> Directions for this task: Transcribe every entry below verbatim, leaving the pictures out of your copy.

> Data provided:
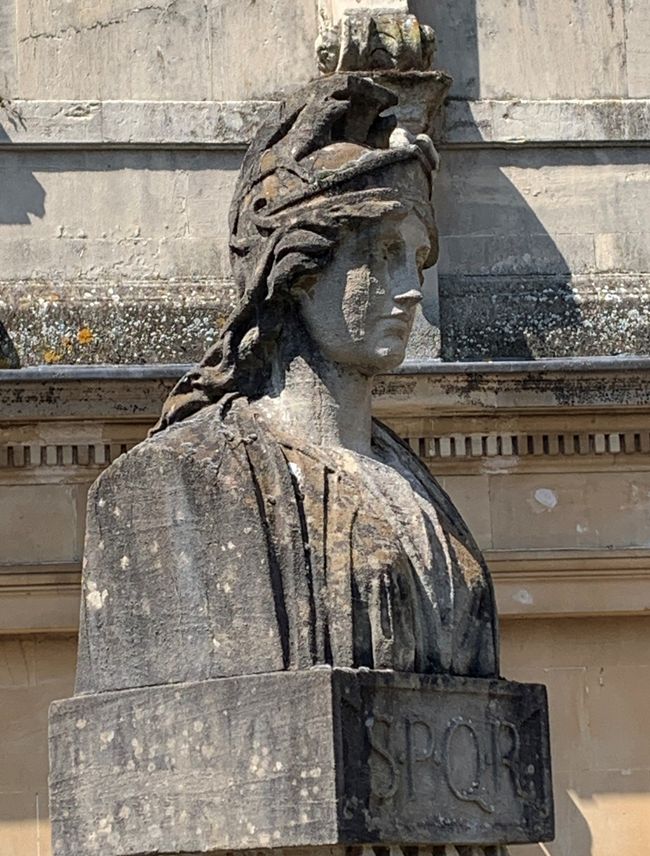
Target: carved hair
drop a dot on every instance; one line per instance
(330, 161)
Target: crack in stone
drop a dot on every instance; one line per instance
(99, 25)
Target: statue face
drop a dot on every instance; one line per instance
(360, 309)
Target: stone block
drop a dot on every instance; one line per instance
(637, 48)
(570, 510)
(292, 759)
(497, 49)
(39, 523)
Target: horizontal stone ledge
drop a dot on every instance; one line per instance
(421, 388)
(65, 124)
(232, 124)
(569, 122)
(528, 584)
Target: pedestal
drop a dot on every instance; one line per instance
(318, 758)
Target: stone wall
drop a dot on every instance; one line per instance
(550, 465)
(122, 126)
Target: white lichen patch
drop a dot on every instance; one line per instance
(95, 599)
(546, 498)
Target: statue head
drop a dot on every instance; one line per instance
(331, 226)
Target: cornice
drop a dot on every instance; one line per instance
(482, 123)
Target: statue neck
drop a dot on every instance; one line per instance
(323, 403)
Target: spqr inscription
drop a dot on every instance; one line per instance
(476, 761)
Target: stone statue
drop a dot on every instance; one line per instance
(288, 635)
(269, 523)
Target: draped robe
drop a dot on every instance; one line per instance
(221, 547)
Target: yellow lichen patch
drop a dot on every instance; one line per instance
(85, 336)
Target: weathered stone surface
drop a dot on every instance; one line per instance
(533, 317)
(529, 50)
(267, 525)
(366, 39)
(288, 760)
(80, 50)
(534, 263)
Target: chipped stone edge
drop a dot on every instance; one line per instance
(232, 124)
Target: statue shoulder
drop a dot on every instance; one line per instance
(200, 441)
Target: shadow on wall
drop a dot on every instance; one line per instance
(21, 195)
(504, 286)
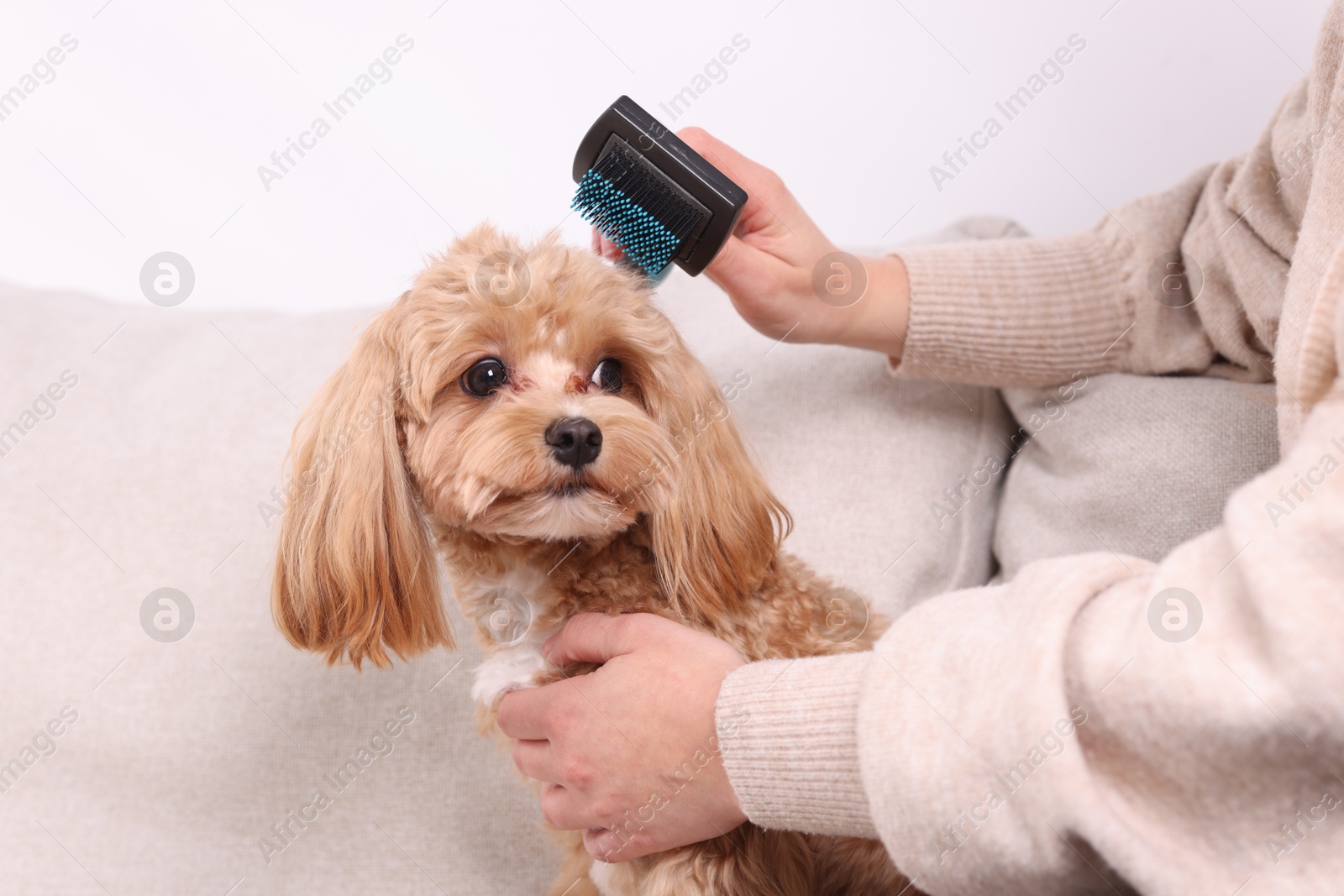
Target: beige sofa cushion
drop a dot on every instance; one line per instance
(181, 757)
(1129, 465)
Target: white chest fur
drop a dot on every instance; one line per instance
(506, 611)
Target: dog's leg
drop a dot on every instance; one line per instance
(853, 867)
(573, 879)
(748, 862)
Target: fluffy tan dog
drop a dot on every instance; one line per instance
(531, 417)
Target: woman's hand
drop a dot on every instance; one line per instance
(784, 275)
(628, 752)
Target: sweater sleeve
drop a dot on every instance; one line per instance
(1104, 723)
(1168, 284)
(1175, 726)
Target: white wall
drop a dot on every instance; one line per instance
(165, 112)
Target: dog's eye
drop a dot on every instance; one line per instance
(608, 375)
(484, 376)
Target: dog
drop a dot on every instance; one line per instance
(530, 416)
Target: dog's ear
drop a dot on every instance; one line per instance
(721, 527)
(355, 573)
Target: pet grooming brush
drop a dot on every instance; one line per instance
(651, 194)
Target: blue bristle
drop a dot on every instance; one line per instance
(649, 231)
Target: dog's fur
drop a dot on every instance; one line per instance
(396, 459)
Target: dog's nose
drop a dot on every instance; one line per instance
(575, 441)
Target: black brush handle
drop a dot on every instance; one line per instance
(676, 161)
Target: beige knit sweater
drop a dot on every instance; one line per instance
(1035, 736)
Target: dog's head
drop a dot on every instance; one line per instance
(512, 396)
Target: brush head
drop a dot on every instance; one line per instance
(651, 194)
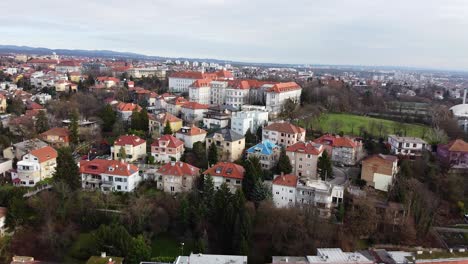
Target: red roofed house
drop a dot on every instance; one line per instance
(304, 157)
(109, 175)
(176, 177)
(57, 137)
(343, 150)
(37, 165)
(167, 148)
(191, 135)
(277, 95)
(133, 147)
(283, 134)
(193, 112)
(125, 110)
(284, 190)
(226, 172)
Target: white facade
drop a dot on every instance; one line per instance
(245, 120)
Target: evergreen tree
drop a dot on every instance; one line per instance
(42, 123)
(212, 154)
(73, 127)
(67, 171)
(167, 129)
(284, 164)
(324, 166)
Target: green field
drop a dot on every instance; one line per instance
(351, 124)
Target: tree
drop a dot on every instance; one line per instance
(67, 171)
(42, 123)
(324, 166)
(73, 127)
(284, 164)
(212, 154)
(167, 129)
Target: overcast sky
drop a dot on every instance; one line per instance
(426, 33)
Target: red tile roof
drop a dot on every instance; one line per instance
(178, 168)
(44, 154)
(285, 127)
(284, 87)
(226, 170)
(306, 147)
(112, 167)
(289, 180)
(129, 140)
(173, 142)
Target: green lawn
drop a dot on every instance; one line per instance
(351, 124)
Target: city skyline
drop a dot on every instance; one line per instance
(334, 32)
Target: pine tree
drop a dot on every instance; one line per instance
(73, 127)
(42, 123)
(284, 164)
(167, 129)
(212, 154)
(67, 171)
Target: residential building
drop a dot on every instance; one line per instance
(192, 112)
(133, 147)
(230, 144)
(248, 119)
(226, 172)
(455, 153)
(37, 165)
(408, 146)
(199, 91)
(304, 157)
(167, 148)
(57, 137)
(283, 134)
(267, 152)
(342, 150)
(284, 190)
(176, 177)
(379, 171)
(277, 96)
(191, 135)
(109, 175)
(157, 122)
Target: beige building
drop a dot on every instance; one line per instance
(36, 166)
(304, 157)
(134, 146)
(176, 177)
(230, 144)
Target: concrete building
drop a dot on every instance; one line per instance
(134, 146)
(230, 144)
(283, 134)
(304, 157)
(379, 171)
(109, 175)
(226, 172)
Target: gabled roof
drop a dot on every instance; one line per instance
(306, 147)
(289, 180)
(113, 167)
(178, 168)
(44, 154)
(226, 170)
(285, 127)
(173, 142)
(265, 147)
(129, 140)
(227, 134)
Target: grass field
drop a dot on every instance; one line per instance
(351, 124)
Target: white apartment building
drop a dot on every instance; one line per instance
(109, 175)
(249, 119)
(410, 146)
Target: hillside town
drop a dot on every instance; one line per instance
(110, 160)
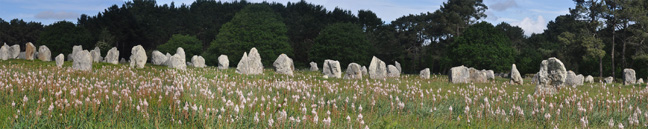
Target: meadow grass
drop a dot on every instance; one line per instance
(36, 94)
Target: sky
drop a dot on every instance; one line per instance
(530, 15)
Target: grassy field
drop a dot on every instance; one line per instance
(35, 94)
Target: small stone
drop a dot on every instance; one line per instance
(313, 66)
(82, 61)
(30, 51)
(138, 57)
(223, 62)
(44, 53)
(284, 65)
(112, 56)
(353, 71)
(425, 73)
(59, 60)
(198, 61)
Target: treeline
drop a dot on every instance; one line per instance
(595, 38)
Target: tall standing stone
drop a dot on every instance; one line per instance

> Completed exercise:
Target: carved hair
drop a dot on every instance; one line per instance
(330, 161)
Target: crack in stone
drop a dot on every instance; one line per instance
(99, 25)
Target: statue face
drop a dot on every instance; one line per instance
(360, 309)
Target: stone block
drop a dot on every instance; one line per instance
(637, 48)
(570, 510)
(292, 759)
(497, 49)
(39, 523)
Target: horizontal stone ledge
drop a dot on every instance; one line per instance
(421, 388)
(65, 124)
(232, 124)
(569, 122)
(528, 584)
Target: pedestal
drop a dot on every instance; one line per instance
(318, 758)
Target: stone wall
drop a dot on every instance; one line per instance
(550, 465)
(122, 126)
Target: white lichen patch
drop a dot on every instance; one line per instance
(95, 599)
(546, 498)
Target: statue head
drop a dot on every instance; one line per instance
(331, 226)
Target: cornice
drop a dot on every instance; one line per instance
(482, 123)
Target: statue neck
drop a dot on every instance; one line per instance
(323, 403)
Target: spqr inscription
drop a dot on every instance; one line per instance
(476, 761)
Target: stone statue
drop a dot on every instance; one line per instance
(288, 635)
(269, 523)
Target: draped robe
drop a dot on every instance; one line per instance
(221, 547)
Target: yellow lichen patch
drop a dot on every instance; one line per instance
(85, 336)
Target: weathered stone surface
drop a dot on every instance; one line per instance
(533, 317)
(529, 50)
(267, 525)
(366, 39)
(288, 760)
(80, 50)
(534, 263)
Target: chipped stone edge
drop a dot on every instance; one line per instance
(232, 124)
Target: statue shoulder
drop a dot on every instance; one line per instance
(200, 441)
Target: shadow on wall
drop a dot on every instance; one line per instance
(21, 195)
(504, 286)
Target: beige sofa cushion
drop a dot on every instance; one line per instance
(181, 757)
(1129, 465)
Target: white chest fur
drop a dot on every instance; one line per instance
(506, 611)
Target: dog's leg
drop a dot on every instance; one line per instance
(853, 867)
(573, 879)
(748, 862)
Target: fluffy tan dog
drop a dot on every instance; one line per instance
(531, 417)
Target: woman's hand
drop a dot on every instance; one line per instance
(784, 275)
(628, 752)
Target: sweater sleeve
drop a dot on every instance; one line per instance
(1104, 723)
(1168, 284)
(1175, 726)
Target: white wall
drop a dot on every instance; one line per instance
(165, 112)
Target: dog's eye
drop a dot on every instance; one line per instance
(608, 375)
(484, 376)
Target: dog
drop a dot on every instance; one line per instance
(530, 416)
Target: dog's ear
drop a dot on every instance; one line per instance
(721, 527)
(355, 573)
Target: pet grooming brush
drop a dot on every instance; one line per instance
(651, 194)
Target: blue bristle
drop a dot on every instance; one line per instance
(649, 231)
Target: dog's fur
drop a dot on every instance; one line per instance
(396, 459)
Target: dog's nose
drop a dot on every instance; one line per instance
(575, 441)
Target: black brush handle
drop a dot on every instance; one line per instance
(676, 161)
Target: beige knit sweater
drop a dot on every instance; one line per instance
(1035, 736)
Target: dog's head
drop a dot on every instance; one line per instance
(512, 396)
Target: brush head
drop a dot on every instance; one line per instance
(651, 194)
Target: red roofed house
drop a dot on every instance; one line per instance
(304, 157)
(109, 175)
(176, 177)
(57, 137)
(343, 150)
(37, 165)
(167, 148)
(191, 135)
(277, 95)
(133, 147)
(283, 134)
(193, 112)
(125, 110)
(284, 190)
(226, 172)
Target: white facade
drop a dot on every instance; one line per instance
(245, 120)
Target: evergreen tree
drop a dot on every instance; one line per instance
(42, 123)
(212, 154)
(73, 127)
(67, 171)
(167, 129)
(284, 164)
(324, 166)
Target: green field
drop a dot on every instance; one line per instance
(351, 124)
Target: tree
drop a dot on every instance; one line per instance
(67, 171)
(42, 123)
(324, 166)
(73, 127)
(284, 164)
(212, 154)
(167, 129)
Target: overcast sky
drop a dot on every instance; one line per instance
(426, 33)
Target: red tile roof
drop a dot on every instance; one line per instance
(178, 168)
(44, 154)
(285, 127)
(284, 87)
(226, 170)
(306, 147)
(112, 167)
(289, 180)
(129, 140)
(173, 142)
Target: green lawn
drop a dot on every instance; one line per instance
(351, 124)
Target: city skyline
drop a dot on every instance; one line per instance
(334, 32)
Target: pine tree
drop a dot on every instance; one line per instance
(73, 127)
(42, 123)
(284, 164)
(167, 129)
(212, 154)
(67, 171)
Target: residential building
drop a dot on every instance; one line per instance
(192, 112)
(133, 147)
(230, 144)
(248, 119)
(226, 172)
(455, 153)
(37, 165)
(408, 146)
(199, 91)
(304, 157)
(167, 148)
(57, 137)
(283, 134)
(267, 152)
(342, 150)
(284, 190)
(176, 177)
(379, 171)
(277, 96)
(191, 135)
(109, 175)
(157, 122)
Target: beige building
drop a dot on every instance; one line per instance
(36, 166)
(304, 157)
(134, 146)
(176, 177)
(230, 144)
Target: concrete building
drop a dot on every instance; one line per instance
(134, 146)
(230, 144)
(283, 134)
(304, 157)
(379, 171)
(109, 175)
(226, 172)
Target: gabled roof
drop a dot on every instance; one line per instance
(306, 147)
(289, 180)
(113, 167)
(178, 168)
(44, 154)
(226, 170)
(285, 127)
(173, 142)
(265, 147)
(129, 140)
(227, 134)
Target: grass field
drop a dot on every instance; one line per instance
(351, 124)
Target: white apartment building
drop a dot on every instance; one line per instance
(109, 175)
(249, 119)
(410, 146)
Target: hillside town
drop a dot on every instance; one line per instance
(110, 160)
Target: meadow grass
drop a dot on every instance; one line per instance
(36, 94)
Target: sky
drop a dot on every instance; one line per instance
(530, 15)
Target: grassy field
drop a dot on every instance; one line per instance
(35, 94)
Target: small stone
drop a dot on every instance; one line per instance
(313, 66)
(82, 61)
(30, 51)
(138, 57)
(223, 62)
(44, 53)
(284, 65)
(112, 56)
(353, 71)
(425, 73)
(59, 60)
(198, 61)
Target: treeline
drop a dot on every instance; one line per instance
(595, 38)
Target: tall standing stone
drop a dot on every instance; one line per instance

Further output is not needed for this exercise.